Decide whether each statement below agrees with the passage on Iran and Iraq, answering yes or no and quoting the words of the passage that settle it. 1. Iran carried out short-range missile tests over the weekend. 2. Tehran kept to the sidelines in Iraq because it faced the threat of a powerful military occupying its neighbor. 3. Iran is expected to announce that it will give up its nuclear ambitions.

GIVEN PASSAGE -
== Segment start ==
Tuesday, August 22, 2006

Iran's Stubbornness Passes Through Iraq

Considering the historical belligerence between Iran and the United States, the Islamic Republic was surprisingly helpful in the U.S. invasion of Iraq. With few understandable exceptions, it stayed out of Iraq's internal affairs and refrained from adding—as it could easily have—complexity to an already difficult situation for American soldiers and diplomats in the country. (Though according to recent comments by Major General William B Caldwell and U.S. Ambassador Zalmay Khalilzad, this may be changing. As yet unconfirmed information indicates that Shiite groups may be receiving training in Iran and that the latter may be providing improvised explosive devices to groups in Iraq, all of which is believed by U.S. officials to be in response to Israel's attack upon Lebanon.) For nearly three years since the invasion, Tehran wisely stayed on the sidelines not because it faced the threat of a powerful military occupying its neighbor, but because its interests dovetailed with those of the U.S. A stable, somewhat democratic regime in Iraq was much more palatable to Tehran, mullahs and bellicose presidents alike, than whatever else could have replaced the Saddam Hussein regime.

But now, with U.S. generals and President Bush beginning to admit that Iraq is going to hell and is teetering on the brink of a multi-faction civil war, Tehran is reconsidering its position. Given its proximity to Iraq, Iran certainly cannot afford to have a failed warring state as a neighbor. Hence, in the past months, its otherwise inexplicable resistance to the world community on the issue of nuclear power and enriched uranium. It is all set to announce, today, that it will not yield to the pressure of the international community to abandon its nuclear ambitions. The fact of the matter is, Tehran sees nuclear power, civilian or otherwise, as an indication of power and status. It needs this, along with a solid conventional military (it conducted short-range missile tests over the weekend) not only to deter the United States by threatening shipping lanes and oil in the region (or to destroy the state of Israel, as some believe it intends to do), but primarily to protect itself from the ramifications of a failed state next door. With hints within the U.S. administration that a substantial force reduction, or even a pull-out in the face of civil war, is not impossible, Tehran can only but accelerate whatever program it has to secure itself.
== Segment end ==
SUPPLIED INFORMATION -
== Segment start ==
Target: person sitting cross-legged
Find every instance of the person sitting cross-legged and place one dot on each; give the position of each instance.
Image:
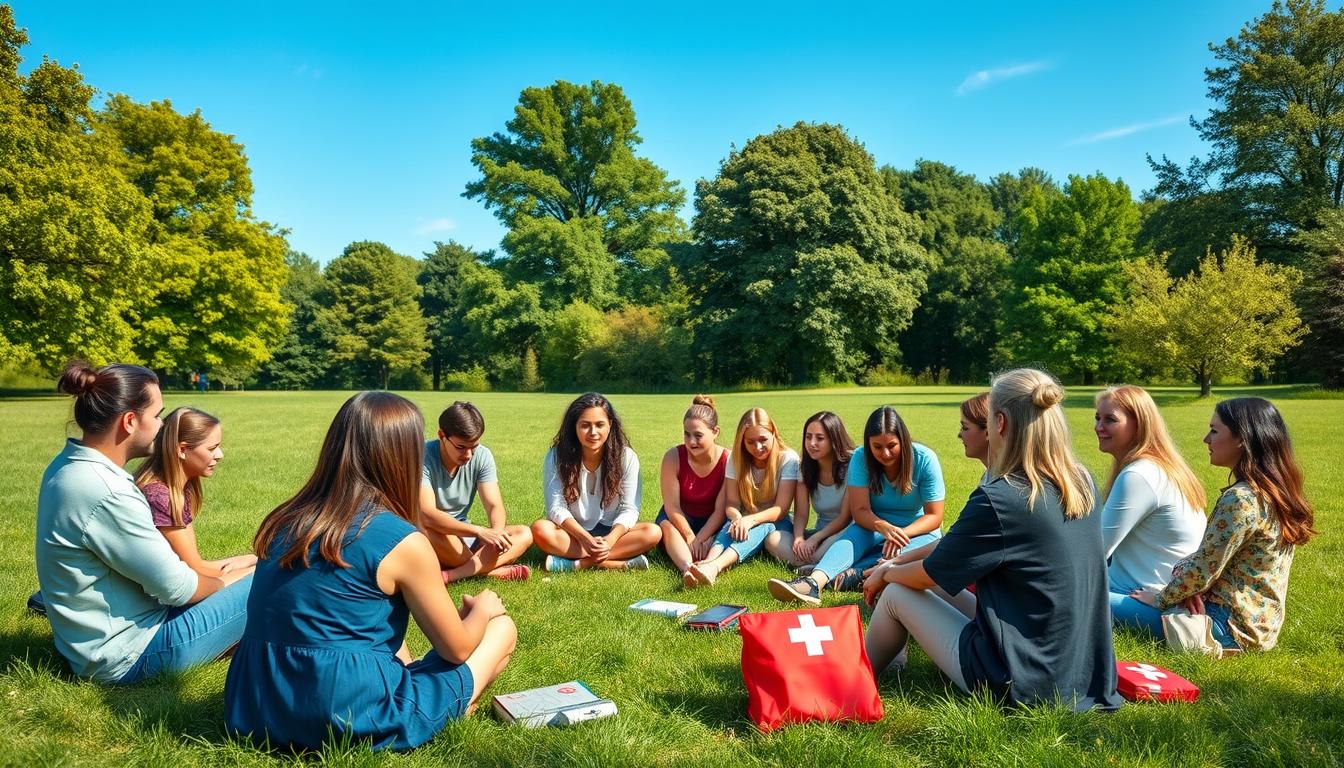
== Segment end ==
SOLVED EXERCISE -
1. Yes: "it conducted short-range missile tests over the weekend"
2. No: "not because it faced the threat of a powerful military occupying its neighbor, but because its interests dovetailed with those of the U.S."
3. No: "it will not yield to the pressure of the international community to abandon its nuclear ambitions"